Copy the data below word for word, with every line in the same order.

Records provided:
....................
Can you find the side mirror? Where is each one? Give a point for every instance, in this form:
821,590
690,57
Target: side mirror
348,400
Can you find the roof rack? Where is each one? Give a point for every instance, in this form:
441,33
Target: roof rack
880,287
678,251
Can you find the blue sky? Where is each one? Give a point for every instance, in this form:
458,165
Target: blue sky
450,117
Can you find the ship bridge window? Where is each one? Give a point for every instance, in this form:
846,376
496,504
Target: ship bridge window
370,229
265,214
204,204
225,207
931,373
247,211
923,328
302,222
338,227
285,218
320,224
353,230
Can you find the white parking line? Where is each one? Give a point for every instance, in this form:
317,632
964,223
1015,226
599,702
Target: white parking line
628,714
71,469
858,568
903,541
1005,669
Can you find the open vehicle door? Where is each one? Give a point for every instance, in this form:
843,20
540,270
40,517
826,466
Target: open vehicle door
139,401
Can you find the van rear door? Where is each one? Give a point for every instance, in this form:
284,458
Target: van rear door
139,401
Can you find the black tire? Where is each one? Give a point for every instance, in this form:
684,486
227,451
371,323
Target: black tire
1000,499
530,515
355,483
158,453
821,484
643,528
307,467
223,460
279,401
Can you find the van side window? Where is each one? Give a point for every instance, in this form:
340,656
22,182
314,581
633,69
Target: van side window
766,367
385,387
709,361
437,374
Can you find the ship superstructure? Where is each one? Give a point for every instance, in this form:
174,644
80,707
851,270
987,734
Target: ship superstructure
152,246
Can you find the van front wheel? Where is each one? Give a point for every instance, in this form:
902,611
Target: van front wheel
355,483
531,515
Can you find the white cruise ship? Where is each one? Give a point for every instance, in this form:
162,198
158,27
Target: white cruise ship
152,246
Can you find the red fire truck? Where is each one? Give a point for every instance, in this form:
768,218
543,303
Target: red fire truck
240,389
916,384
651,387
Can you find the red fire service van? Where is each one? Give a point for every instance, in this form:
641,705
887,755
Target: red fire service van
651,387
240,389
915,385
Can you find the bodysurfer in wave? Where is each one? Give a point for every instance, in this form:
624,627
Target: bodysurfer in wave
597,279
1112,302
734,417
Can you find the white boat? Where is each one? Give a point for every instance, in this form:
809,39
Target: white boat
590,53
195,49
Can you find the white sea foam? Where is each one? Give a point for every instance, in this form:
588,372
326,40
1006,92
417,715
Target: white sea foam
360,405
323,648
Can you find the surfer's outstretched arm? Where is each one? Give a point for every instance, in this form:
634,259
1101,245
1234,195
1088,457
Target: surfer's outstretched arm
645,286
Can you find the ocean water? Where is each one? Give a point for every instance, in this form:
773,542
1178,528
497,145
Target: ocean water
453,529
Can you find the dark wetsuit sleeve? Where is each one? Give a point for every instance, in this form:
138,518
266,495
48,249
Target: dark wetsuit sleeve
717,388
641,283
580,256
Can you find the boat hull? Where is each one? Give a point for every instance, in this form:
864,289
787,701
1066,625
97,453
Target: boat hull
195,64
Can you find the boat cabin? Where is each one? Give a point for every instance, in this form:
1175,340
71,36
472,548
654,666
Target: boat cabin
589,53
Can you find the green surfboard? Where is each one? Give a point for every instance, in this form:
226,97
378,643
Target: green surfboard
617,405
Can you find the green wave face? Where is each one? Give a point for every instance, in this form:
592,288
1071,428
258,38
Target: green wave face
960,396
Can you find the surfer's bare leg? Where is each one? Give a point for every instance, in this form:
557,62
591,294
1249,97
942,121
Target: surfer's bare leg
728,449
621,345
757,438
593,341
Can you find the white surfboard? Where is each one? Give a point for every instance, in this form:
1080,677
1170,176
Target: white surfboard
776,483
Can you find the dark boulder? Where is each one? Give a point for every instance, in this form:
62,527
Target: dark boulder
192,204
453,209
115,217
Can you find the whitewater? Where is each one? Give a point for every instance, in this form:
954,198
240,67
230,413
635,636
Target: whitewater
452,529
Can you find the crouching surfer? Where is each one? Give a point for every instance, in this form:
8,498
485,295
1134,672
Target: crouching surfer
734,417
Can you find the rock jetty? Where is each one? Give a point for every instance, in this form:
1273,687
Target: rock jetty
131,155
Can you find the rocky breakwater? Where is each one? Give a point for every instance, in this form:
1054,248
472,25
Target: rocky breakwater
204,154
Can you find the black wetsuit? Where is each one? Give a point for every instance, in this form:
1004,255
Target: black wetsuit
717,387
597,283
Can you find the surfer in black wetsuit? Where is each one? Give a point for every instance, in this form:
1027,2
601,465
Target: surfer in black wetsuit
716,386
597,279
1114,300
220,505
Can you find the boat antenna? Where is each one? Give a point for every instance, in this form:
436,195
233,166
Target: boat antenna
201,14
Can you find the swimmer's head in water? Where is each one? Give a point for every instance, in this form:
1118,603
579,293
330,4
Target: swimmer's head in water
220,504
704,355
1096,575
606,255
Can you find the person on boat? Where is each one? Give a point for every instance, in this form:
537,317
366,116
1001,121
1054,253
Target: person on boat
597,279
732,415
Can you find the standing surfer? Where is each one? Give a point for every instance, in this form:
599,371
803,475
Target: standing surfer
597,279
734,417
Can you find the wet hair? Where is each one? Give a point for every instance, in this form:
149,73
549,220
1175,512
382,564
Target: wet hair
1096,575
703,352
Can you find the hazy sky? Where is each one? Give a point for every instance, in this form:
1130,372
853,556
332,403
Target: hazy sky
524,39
....................
Exercise answer:
Can you find the side mirror? Where is each one? Give a point for every instance, in this form:
821,590
690,57
Target: side mirror
348,400
Can you find the roof rack? Where is each one? Give a point for every instance, in this form:
441,33
Target: roof rack
880,287
678,251
Can you find the blue sky? Where is each one? Give a point for every instance, in this form:
458,165
Target: blue sky
450,117
Can you find the ship bridge window? Where is each one? Give a point for every instance, in this form:
846,376
496,504
Target: ship bridge window
370,229
265,214
204,204
225,207
931,373
247,211
923,328
302,222
338,227
285,218
320,224
353,230
Can you find the white parking line? Where is each one? Give a point for every instance, in this form:
317,632
964,223
1015,226
599,702
Target: white parking line
628,714
71,469
858,568
903,541
1005,669
Can you find the open vehicle door? Where is each one? Give a point for every instance, in this form:
843,20
540,270
40,517
826,466
Target: open vehicle door
139,401
Can you find the van rear door? Where is each one? Give a point for every instance, in this form:
284,458
Target: van rear door
139,401
Can you find the black tire? Where is each one? Give a point for every instance, in this form:
684,486
227,451
371,323
Target: black tire
1000,499
530,515
355,483
158,453
821,484
643,528
307,467
223,460
279,401
Can you find the van side window? Where is each one? Give a point for every instance, in this form:
340,656
22,182
314,581
633,69
Target: van side window
766,367
385,387
709,361
437,374
Can you find the ship superstructure? Where is each one? Give a point for every instance, in this form:
174,644
80,707
851,270
987,734
Target: ship superstructure
152,246
Can you find the van front wheel? Where is each one? Give a point for every instance, in this form:
902,611
Target: van front wheel
355,483
531,515
Can you find the white cruise ship? Where is each one? Give a point for every instance, in this form:
162,198
158,27
Target: white cruise ship
152,246
Can you find the red fire truck? Where is each one? Give a point for every instance, in this form:
768,218
543,303
Target: red fire truck
240,389
916,384
651,387
Can you find the red fire service van? Where is each one? Give a point for every instance, in this form:
641,705
887,755
Target: red fire service van
651,387
240,389
915,385
Can you find the bodysurfer in wave? Where is each one? Give a point for every instance, in this form:
624,627
Target: bodysurfer in wave
597,279
1112,302
734,417
Can you find the white boat? Where is each one? Give a point for every instance, in this form:
809,39
Target: white boat
590,53
195,49
Can you find the white sea foam? Where is each one? Give a point for every instance, in this form:
588,372
326,40
1006,92
417,715
Target: white sea foam
360,405
323,648
Can you find the surfer's outstretched arm? Where is each one? Give a point for every instance, in this form:
634,259
1101,245
1234,195
1088,457
Target: surfer's outstretched arm
645,286
Can you find the ocean water? Where is each one? Give a point for every instance, in this form:
773,542
1178,528
497,145
Target: ocean water
453,529
Can you find the dark wetsuit sleeve? Where is each one? Give a point for every instance, in this form:
138,518
266,495
48,249
Target: dark wetsuit sleeve
717,388
641,283
580,256
Can you find the boat hull? Where is each one? Give a point for every instance, in this form:
864,289
787,701
1066,625
97,453
Target: boat hull
195,64
Can you find the boat cabin? Where is each one? Give a point for every instance, in this form:
1175,340
71,36
472,548
654,666
Target: boat cabin
589,53
Can you find the green surfboard? Where is each one? Give a point for every instance, in this form:
226,97
378,643
Target: green surfboard
617,405
Can you find the green wave face? Where is each one? Give a point for every instance, in this form:
592,288
1071,428
258,38
Target: green wave face
960,396
Can you find the surfer's bare leg? Where is each one? Give a point for every instance, in this form:
557,62
591,294
1249,97
942,121
Target: surfer's bare leg
728,449
621,345
757,438
593,341
Can you find the white surfboard? Where is each one? Give a point for every instance, in this form:
1080,677
1170,176
Target: white surfboard
776,483
Can you find the dark boulder? Where is each one? Give a point for every instance, in this form:
62,527
Target: dark boulder
192,204
453,209
115,217
Can you find the whitewater? Where is each one? Give a point for every instance, in this form:
954,198
240,67
230,413
635,636
Target: whitewater
452,529
Can you find the crouching surfer? Where is each one? Give a point for every instance, in this form:
8,498
485,295
1134,672
Target: crouching surfer
734,417
Can you find the rock jetty? Where is each one? Give a point for every instance, in this form:
1273,687
Target: rock jetty
131,155
Can you find the rocky breakwater? Where is each one? Give a point for every instance, in this form:
1054,248
472,25
Target: rocky breakwater
204,154
Can you find the black wetsuit? Where is each one? Give a point for every instance, in this form:
1004,255
Target: black wetsuit
717,387
597,283
Can you find the surfer in black wetsuit? Where is each one? Give a point for every instance, in this form:
1027,2
601,465
Target: surfer in black wetsuit
716,386
597,279
1114,300
220,505
Can you find the boat antenna? Where is each one? Give a point for every instance, in this form:
436,195
233,166
Target: boat antenna
201,14
Can you find the swimmer's head in water? Where is each one? Give a point for every instance, in this form:
1118,603
579,293
330,4
Target: swimmer's head in water
220,504
704,355
1096,575
606,255
Can you find the person on boat? Where is each one? Give a point for every instance, in this form:
537,317
366,116
1001,121
1054,253
Target: person on boat
597,279
732,415
Can you find the standing surfer? Where is each one? Give a point for every instance, in this form:
599,371
803,475
Target: standing surfer
597,279
734,417
Can you find the wet hair? Where is each one? Give a point for every instance, in this form:
149,73
549,220
1175,512
382,564
Target: wet hair
1096,575
703,352
Can you find the hazy sky? Where is each one? Give a point for every instance, in this form:
1130,372
853,556
332,403
Target: hazy sky
524,39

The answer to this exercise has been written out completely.